### ACTIONS TO TAKE
A – Revise the Lake Highlands passage from "Lake Highlands is a" to "North Central Expressway.", swapping "I-635" for "Interstate 635".
B – Answer these questions using the Lake Highlands passage:
(i) Which two public school districts serve the neighborhood?
(ii) How many acres does the Dallas Arboretum and Botanical Garden cover?
(iii) What was the median age of residents?

### SUPPLIED PASSAGE
---

Lake Highlands is a neighborhood constituting most of Northeast Dallas. The neighborhood is a collection of dozens of subdivisions served by Richardson ISD and Dallas ISD public schools, as well as an array of private schools.

==Geography==

===Overview===
Lake Highlands touches Richardson on the north, Garland on the east, White Rock Lake and East Dallas on the south, and Lakewood and North Dallas on the west. The neighborhood is bisected from southeast to northwest by I-635 and from southwest to northeast by DART Blue Line. It is bordered on the south by Northwest Highway and White Rock Lake, and on the west by White Rock Creek or Central Expressway. On the north and east, the neighborhood ends at the city limits of Richardson and Garland.

===Compass===
Relation of Lake Highlands to other places:

Lake Highlands is situated due North of White Rock Lake and East of North Central Expressway.

===Topography===
The neighborhood differs from much of Dallas and the surrounding area, which is fairly flat. Lake Highlands has hills and valleys, with street elevations that can vary by 50 feet, which offer scenic views of downtown Dallas.

White Rock Lake, a reservoir constructed at the beginning of the 20th century, is located on the south side of Lake Highlands. The lake and surrounding park is a popular destination for boaters, rowers, joggers, and bikers, as well as visitors seeking peaceful respite from the city at the 66 acre Dallas Arboretum and Botanical Garden, located on the lake's eastern shore. White Rock Creek feeds into White Rock Lake, and then exits on to the Trinity River southeast of downtown Dallas. Trails along White Rock Creek are part of the extensive Dallas County Trails System.

== Subdivisions ==
The following neighborhoods are generally considered part of or closely connected with Lake Highlands.

- Abrams Place
- Alexander's Village
- Boundbrook Oaks Estates
- Candlewood Creek
- Caribbean Estates
- Chimney Hill
- Copperfield Community
- Country Forest
- Creekside at Lake Highlands
- Enclave at Vanguard Way
- Forest Highlands
- Forest Meadow
- Glen Oaks
- Hamilton Park
- Highlands West
- Highland Meadows
- High Oaks Addition
- Jackson Meadow
- L Streets
- Lake Highlands Estates
- Lake Highlands North
- Lake Highlands Square
- Lake Highlands Village West
- Lake Ridge Estates
- Lovely Place Commons
- Merriman Park Estates
- Merriman Park North
- Moss Farm
- Moss Meadows
- Northwood Heights
- Oak Highlands
- Oak Tree Village
- Pebble Creek
- Richland Park
- Richland Park Estates
- Rolling Trails
- Royal Highlands
- Royal Highlands Village
- Royal Lane Village
- Stults Road
- Town Creek
- Walnut Creek Estates
- Whispering Hills
- White Rock Valley
- Woodbridge
- Woodlands on the Creek
- University Terrace
- Urban Reserve

==Demographics==
A total of 87,860 people lived in the neighborhood's 14.60 square miles, according to the 2014 U.S. census estimate—averaging 6018 people per square mile. The median age for residents was 34.7.

---

### ENTRIES SHOWN
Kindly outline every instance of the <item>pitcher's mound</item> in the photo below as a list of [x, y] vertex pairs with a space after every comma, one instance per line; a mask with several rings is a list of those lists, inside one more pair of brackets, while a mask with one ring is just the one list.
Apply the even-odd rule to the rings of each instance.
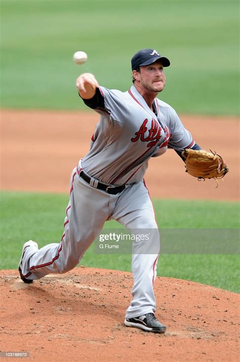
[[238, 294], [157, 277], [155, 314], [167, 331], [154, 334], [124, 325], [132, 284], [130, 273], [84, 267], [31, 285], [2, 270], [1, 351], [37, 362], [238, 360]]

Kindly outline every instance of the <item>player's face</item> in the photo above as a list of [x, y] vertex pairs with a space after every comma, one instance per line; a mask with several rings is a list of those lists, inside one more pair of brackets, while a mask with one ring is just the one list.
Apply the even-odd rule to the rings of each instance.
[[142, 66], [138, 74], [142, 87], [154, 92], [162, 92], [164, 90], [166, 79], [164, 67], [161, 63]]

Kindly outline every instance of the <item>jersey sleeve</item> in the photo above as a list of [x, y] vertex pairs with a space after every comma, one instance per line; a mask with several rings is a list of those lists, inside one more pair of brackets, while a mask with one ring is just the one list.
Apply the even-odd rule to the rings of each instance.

---

### RESULTS OF THE EXERCISE
A –
Lake Highlands is a neighborhood constituting most of Northeast Dallas. The neighborhood is a collection of dozens of subdivisions served by Richardson ISD and Dallas ISD public schools, as well as an array of private schools.

==Geography==

===Overview===
Lake Highlands touches Richardson on the north, Garland on the east, White Rock Lake and East Dallas on the south, and Lakewood and North Dallas on the west. The neighborhood is bisected from southeast to northwest by Interstate 635 and from southwest to northeast by DART Blue Line. It is bordered on the south by Northwest Highway and White Rock Lake, and on the west by White Rock Creek or Central Expressway. On the north and east, the neighborhood ends at the city limits of Richardson and Garland.

===Compass===
Relation of Lake Highlands to other places:

Lake Highlands is situated due North of White Rock Lake and East of North Central Expressway.

B –
(i) Richardson ISD and Dallas ISD
(ii) 66 acres
(iii) 34.7